### [Aim]
Rewrite the listing below, changing every "dark" to "black" and keeping everything else the same.

### [Given entries]
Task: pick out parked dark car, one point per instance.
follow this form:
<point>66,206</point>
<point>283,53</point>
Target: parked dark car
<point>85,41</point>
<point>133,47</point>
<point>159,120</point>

### [Finished exercise]
Task: pick out parked black car, one point per instance.
follow this form:
<point>66,206</point>
<point>283,53</point>
Target: parked black car
<point>85,41</point>
<point>133,47</point>
<point>159,120</point>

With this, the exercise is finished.